**EXERCISE BRIEF:** Leave out the pictures and copy everything else in the records exactly.

+++ DATA PROVIDED

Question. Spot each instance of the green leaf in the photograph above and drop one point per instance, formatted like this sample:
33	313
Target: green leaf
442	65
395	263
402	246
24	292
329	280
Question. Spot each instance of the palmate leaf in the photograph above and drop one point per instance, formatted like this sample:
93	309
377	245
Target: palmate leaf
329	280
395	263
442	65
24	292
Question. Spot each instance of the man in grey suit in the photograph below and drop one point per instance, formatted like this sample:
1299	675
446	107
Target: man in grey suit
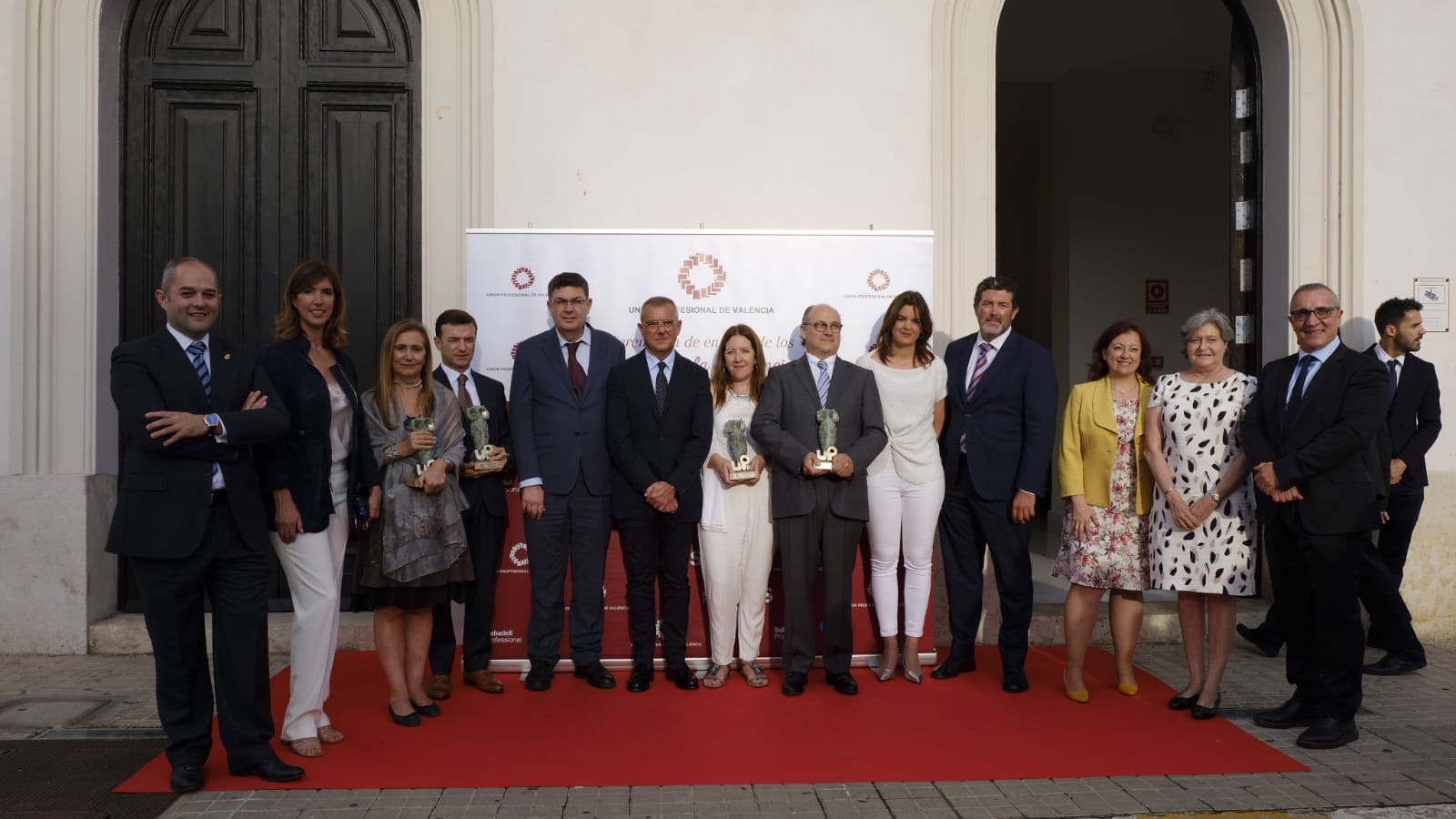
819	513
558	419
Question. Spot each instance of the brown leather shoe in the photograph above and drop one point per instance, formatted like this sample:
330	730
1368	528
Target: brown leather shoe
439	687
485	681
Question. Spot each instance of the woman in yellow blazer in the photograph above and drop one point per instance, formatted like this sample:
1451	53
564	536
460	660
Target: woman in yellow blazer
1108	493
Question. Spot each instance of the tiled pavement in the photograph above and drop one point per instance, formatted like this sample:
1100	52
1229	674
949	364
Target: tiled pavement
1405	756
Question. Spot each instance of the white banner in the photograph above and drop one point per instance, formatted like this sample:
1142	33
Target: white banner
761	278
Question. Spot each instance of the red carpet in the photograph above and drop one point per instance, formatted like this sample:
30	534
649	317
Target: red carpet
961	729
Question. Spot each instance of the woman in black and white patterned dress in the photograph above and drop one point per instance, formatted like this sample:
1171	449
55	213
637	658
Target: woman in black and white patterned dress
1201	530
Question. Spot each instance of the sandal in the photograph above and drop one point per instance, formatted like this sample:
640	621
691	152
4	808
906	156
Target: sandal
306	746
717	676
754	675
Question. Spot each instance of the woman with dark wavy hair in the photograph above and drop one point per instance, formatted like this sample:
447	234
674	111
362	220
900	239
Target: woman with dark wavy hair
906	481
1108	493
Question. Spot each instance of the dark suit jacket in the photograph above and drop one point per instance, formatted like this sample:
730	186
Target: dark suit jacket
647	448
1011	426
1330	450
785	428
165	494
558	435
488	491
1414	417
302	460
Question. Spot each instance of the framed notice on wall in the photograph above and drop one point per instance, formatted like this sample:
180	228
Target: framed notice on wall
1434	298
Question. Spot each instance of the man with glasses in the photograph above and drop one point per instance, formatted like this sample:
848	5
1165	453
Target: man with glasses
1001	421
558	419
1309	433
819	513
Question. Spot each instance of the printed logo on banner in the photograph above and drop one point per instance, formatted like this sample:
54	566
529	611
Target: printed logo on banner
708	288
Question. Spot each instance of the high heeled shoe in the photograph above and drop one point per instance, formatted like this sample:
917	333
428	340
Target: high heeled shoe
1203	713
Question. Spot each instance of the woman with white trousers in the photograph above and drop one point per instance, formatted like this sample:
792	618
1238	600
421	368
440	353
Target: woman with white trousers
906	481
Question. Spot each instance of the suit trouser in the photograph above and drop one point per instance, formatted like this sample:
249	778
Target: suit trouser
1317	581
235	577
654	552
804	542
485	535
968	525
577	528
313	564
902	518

++++++

**EXPECTED OUTPUT:**
Question. Spot each instance of the green leaf in the photograph above and drop one point per instance, formatted like this sample:
33	313
Target: green leaf
442	65
395	263
402	246
24	292
329	280
Question. Spot each instance of the palmate leaf in the photograph above and drop one point per instance, formatted like this sample:
93	309
377	245
Target: palmate leaf
329	280
395	263
442	65
24	292
Question. Spot each instance of the man in grey suit in the photograph below and drop one point per instance, formatted like this sample:
1299	675
446	107
Target: man in grey suit
819	513
558	419
Question. Spot each instance of the brown leather shoe in the photograph above and drop one point per instance, formatted like this sample:
330	730
1368	528
Target: brown leather shoe
439	687
485	681
Question. Spot each instance of the woman in yellow blazer in the photograph above and drop one point per instance, formatted like this sample:
1451	53
564	536
460	660
Target: woman in yellow blazer
1108	493
Question. Spot each instance of the tiled pavement in the photograph above and drop one point per instance, formatted like this sample:
1100	52
1229	674
949	364
Target: tiled pavement
1405	756
Question. Spot each instance of the white banner in the photograph above and drop one point per instance, formatted like this sample:
1142	33
Target: white banner
761	278
Question. Spot each instance of the red carpet in the photograph above and drop one point per instance, formatted like this sample:
30	534
649	317
Target: red carpet
961	729
Question. Spot each instance of the woman in black and white patterned dress in the photograph above and drop one point per instance, formatted like this sample:
1171	449
55	213
637	658
Target: woman in black and white patterned dress
1201	530
Question. Spot each instance of the sandal in the photograph above and drop one point per instance, formatted like this sample:
640	621
691	152
4	808
906	156
Target: sandal
306	746
717	676
754	675
Question. Spot each instance of the woman with dark wavy hair in the photograph above and drop one point per instance, formatted like this sample:
447	234
674	111
362	220
900	239
Target: woman with dark wavy hair
906	481
1108	493
Question. Spot each instance of the dark suit jacket in the photograph above and drop one point per instance, formatted like this sample:
730	186
Target: dark suit jacket
647	448
1011	426
1330	450
785	428
165	494
558	435
488	491
1414	417
302	460
Question. Spot each instance of the framed notice on wall in the photograph above and drop one point per instance, formatted like this sample:
180	228
Target: framed notice on wall
1434	298
Question. Spot each instance of the man with glasses in the photograph above and drop one point per instance, formatted like this sample:
848	5
1165	453
Target: man with glasses
1001	421
558	419
1309	433
819	513
Question. Spot each instance of the printed logo on banner in the photograph above and drop one point per instance, formatted like this sample:
54	566
529	611
Target: printed logo on banner
708	288
Question. Spot each instance of the high heeled shoe in the photograph above and drop one point per instance, formatted like this sample:
917	333
428	340
Target: high heeled shoe
1203	713
Question. Spot each instance of the woman with white trousers in the photograph above and drop one point per instance, formatted like this sample:
792	618
1238	600
421	368
440	353
Target: woman with white trousers
906	481
Question. Spot each instance of the suit trouser in the photograph above and drop one point per instance, formatted like this sample:
249	778
Target: suit trouser
1317	581
235	577
654	552
804	542
485	535
968	525
577	528
313	564
902	518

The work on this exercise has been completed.